Saved entries:
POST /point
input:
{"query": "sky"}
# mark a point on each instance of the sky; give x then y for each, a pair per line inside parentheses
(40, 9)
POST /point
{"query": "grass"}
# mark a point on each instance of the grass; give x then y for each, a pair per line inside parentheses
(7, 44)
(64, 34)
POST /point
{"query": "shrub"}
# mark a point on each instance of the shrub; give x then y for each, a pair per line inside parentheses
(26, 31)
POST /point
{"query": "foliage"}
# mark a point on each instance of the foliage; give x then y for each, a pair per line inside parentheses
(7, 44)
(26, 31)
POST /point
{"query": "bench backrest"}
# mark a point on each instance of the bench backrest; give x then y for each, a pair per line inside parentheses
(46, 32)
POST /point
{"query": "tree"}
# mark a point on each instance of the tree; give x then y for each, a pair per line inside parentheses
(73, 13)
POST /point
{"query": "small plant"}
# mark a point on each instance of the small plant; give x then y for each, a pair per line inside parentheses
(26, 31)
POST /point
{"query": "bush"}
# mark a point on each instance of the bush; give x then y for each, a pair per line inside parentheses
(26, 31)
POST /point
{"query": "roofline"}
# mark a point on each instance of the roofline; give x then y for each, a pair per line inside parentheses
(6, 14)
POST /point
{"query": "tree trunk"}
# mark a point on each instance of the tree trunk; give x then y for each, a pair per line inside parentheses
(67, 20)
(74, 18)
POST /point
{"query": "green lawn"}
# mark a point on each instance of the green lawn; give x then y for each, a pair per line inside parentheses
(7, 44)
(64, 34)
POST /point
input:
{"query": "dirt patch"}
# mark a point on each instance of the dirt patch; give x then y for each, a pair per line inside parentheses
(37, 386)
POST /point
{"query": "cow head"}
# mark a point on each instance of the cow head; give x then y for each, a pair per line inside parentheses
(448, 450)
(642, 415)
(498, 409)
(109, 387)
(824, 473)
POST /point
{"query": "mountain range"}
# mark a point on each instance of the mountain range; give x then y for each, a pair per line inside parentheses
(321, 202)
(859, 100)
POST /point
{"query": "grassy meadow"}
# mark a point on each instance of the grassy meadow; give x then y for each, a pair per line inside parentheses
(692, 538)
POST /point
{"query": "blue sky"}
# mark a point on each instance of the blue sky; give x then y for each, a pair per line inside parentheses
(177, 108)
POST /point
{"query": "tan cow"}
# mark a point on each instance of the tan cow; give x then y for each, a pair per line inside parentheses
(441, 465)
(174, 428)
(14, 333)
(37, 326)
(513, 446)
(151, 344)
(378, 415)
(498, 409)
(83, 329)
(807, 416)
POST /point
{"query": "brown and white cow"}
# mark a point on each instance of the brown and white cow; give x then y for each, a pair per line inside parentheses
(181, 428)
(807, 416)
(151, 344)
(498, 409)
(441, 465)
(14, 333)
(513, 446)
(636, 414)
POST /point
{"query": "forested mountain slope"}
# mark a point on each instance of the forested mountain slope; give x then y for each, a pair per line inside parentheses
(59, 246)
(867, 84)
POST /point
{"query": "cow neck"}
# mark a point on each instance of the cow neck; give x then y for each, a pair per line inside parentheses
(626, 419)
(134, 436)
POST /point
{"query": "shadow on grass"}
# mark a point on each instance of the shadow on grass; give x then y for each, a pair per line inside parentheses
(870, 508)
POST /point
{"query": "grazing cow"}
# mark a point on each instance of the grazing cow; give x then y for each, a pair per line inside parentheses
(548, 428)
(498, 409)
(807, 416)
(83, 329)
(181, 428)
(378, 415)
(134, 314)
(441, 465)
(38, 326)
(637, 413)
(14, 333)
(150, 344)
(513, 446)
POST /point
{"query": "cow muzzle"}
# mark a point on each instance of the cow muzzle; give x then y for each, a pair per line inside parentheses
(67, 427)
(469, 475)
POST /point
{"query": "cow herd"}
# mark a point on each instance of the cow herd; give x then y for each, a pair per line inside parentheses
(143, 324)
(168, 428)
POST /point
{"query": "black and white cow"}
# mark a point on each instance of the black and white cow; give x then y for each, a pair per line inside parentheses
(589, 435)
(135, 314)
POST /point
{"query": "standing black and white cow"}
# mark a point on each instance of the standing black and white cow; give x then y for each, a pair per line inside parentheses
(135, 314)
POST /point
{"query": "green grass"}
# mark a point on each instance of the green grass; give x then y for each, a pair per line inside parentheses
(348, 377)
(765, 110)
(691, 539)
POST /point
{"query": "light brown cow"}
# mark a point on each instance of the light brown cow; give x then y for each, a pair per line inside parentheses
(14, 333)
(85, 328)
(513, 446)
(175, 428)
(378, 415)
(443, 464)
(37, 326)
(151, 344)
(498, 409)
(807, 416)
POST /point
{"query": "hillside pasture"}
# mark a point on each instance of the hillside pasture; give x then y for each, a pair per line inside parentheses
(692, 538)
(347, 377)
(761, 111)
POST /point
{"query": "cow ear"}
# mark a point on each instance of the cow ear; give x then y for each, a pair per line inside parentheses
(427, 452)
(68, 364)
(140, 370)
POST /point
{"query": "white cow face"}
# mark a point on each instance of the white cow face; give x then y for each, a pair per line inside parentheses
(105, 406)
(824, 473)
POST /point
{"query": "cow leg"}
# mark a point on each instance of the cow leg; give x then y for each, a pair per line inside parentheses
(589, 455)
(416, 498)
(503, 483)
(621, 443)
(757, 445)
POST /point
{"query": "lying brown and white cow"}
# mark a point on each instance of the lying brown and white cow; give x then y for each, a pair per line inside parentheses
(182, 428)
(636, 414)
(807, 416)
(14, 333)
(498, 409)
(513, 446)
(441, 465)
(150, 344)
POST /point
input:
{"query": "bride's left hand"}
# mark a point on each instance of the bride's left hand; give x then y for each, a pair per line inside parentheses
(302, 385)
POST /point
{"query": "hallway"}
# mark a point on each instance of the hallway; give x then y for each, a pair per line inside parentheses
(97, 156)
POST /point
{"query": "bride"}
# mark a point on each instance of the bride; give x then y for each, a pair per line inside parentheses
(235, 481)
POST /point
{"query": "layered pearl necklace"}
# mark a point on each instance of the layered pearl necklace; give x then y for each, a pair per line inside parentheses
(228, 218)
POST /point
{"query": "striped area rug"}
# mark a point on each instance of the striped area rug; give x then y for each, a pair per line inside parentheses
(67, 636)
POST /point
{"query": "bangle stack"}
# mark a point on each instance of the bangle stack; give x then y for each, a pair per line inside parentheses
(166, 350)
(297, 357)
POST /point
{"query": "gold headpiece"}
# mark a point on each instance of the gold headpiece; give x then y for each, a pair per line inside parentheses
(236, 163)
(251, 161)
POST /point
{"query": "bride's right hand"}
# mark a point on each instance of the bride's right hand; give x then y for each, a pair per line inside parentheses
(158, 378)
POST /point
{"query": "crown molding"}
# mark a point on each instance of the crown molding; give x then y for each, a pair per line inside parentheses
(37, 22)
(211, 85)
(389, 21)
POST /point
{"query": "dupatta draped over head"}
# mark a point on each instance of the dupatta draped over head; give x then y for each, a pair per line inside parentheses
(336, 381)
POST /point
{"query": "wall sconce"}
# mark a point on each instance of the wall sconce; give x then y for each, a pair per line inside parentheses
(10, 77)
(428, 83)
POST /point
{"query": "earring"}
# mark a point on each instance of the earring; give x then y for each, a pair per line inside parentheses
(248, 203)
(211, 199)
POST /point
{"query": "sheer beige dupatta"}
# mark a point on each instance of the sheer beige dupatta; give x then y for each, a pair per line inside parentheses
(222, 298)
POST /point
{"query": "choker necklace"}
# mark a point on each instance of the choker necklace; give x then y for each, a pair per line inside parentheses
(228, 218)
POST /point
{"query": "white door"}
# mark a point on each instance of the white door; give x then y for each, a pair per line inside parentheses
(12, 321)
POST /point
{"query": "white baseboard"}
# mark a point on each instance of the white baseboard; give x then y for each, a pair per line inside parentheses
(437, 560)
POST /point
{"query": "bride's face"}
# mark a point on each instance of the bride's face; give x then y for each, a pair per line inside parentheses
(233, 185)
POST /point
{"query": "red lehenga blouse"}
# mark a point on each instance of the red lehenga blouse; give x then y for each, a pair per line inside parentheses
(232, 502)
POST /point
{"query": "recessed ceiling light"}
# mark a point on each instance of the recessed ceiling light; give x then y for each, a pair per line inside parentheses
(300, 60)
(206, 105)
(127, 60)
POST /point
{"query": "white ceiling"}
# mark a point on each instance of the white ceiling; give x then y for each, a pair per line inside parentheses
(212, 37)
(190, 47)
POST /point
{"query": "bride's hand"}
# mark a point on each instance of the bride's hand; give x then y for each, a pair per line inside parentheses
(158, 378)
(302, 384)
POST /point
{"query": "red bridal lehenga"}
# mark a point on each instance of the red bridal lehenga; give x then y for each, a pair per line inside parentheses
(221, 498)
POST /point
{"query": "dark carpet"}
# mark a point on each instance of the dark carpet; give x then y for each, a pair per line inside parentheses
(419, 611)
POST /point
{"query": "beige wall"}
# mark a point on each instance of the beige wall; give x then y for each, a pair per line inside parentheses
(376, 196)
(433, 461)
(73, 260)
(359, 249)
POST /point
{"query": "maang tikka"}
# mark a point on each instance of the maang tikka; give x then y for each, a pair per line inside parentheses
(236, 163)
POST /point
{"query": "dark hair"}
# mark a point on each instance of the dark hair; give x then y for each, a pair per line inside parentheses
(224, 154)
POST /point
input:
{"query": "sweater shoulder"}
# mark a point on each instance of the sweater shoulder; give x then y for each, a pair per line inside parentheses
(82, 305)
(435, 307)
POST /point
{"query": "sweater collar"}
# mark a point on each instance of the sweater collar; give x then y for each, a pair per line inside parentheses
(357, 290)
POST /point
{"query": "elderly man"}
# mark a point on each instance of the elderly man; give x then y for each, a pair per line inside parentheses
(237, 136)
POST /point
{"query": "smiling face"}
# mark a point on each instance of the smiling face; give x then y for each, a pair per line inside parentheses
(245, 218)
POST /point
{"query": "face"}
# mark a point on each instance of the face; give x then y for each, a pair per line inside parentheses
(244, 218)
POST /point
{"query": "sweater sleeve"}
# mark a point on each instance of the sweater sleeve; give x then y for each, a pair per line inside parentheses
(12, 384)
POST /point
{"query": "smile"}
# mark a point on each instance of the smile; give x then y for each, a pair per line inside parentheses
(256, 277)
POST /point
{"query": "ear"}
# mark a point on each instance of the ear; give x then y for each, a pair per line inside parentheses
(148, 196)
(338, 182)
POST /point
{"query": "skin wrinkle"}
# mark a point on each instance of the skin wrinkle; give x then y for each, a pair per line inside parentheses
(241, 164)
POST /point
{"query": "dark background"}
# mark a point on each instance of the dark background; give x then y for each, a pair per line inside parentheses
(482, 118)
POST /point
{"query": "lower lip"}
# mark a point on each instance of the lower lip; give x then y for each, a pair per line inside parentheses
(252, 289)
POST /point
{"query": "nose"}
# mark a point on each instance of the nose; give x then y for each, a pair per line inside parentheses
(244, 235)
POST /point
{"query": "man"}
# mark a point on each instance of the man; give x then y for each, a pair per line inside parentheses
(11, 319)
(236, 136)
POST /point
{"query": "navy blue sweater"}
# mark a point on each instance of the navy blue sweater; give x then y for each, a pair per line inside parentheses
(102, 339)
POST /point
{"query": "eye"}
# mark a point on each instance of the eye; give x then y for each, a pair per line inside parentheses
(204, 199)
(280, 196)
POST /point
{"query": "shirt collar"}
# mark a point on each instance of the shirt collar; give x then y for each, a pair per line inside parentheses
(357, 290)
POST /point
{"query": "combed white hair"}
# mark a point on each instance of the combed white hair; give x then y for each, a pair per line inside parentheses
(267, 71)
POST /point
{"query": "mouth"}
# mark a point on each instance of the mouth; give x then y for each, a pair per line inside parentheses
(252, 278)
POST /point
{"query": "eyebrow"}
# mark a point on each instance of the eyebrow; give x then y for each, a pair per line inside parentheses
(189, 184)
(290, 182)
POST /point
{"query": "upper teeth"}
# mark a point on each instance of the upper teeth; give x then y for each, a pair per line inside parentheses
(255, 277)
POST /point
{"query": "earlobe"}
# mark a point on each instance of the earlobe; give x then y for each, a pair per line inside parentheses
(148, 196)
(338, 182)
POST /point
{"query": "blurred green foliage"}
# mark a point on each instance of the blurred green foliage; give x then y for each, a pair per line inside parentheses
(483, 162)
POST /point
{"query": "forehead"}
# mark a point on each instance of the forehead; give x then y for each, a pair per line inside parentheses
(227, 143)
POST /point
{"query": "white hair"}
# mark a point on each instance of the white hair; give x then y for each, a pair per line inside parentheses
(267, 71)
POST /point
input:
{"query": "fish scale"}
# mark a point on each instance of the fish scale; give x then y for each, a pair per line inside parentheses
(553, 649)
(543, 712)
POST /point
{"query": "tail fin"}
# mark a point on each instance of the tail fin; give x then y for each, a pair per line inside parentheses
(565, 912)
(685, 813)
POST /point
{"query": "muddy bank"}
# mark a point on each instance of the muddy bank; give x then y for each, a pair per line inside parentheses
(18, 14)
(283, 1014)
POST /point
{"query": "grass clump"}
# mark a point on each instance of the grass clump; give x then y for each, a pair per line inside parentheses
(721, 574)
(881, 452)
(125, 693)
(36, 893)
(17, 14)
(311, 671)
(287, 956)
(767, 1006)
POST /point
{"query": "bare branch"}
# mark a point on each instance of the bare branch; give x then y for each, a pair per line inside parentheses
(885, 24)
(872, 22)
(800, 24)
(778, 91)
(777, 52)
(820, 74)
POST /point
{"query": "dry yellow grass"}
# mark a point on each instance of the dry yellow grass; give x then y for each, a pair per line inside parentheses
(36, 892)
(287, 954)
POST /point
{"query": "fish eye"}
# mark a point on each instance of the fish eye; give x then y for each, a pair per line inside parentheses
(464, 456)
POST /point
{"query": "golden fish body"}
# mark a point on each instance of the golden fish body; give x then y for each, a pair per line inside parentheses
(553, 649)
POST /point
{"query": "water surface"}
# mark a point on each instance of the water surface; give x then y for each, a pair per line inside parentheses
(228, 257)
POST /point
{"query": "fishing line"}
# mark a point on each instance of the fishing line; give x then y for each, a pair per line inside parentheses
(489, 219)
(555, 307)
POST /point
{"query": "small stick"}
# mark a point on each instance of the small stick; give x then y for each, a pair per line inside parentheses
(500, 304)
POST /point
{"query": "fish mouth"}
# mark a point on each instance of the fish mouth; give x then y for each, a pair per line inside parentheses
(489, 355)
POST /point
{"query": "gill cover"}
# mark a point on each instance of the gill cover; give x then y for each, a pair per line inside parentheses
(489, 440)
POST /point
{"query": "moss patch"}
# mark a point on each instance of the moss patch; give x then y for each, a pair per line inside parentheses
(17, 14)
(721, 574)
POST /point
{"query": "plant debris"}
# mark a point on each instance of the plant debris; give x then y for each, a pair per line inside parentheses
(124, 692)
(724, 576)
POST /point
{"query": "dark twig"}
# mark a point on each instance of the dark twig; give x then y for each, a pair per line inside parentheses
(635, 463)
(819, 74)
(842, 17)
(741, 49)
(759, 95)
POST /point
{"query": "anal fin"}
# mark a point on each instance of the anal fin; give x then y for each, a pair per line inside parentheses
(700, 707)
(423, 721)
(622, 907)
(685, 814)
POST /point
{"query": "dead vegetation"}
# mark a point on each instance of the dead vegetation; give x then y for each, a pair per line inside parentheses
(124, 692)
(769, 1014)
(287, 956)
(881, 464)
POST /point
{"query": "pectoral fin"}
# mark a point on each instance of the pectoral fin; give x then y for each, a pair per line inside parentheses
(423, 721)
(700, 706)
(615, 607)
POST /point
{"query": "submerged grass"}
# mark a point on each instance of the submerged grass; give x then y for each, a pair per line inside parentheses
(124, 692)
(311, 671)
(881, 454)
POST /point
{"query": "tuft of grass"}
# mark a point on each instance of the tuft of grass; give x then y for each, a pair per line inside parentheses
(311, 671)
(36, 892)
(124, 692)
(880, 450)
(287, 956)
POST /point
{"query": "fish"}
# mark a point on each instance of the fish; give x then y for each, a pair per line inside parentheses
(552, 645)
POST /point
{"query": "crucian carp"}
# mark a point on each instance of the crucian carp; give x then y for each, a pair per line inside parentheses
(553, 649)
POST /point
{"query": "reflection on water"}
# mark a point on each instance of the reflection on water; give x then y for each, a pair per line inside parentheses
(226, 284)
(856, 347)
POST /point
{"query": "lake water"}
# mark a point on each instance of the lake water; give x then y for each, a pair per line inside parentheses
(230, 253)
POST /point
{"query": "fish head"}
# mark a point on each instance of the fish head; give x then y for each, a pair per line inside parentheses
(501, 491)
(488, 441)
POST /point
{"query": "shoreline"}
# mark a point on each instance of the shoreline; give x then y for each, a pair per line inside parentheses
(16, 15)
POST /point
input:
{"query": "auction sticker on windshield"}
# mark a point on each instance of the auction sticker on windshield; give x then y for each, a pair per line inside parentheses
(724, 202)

> **Task brief**
Produce an exact copy of the lines from the one containing "# mark a point on each instance of the lake" through the final line of the data, both ends included, and only those.

> **Exercise response**
# mark a point on each instance of the lake water; give x then y for each, a pair per line inside parentheses
(230, 253)
POST /point
{"query": "fish head"}
# mark a point on each instance of the fish head; give x then y for each, a pair per line inside parentheses
(501, 491)
(488, 441)
POST /point
{"query": "shoreline"}
# mark a point on each instance of the shoreline; give x then y for each, a pair per line inside parentheses
(16, 15)
POST /point
input:
{"query": "auction sticker on windshield"}
# mark a point on each instance of the auction sticker on windshield; give x then y for each, a pair per line inside parentheses
(724, 202)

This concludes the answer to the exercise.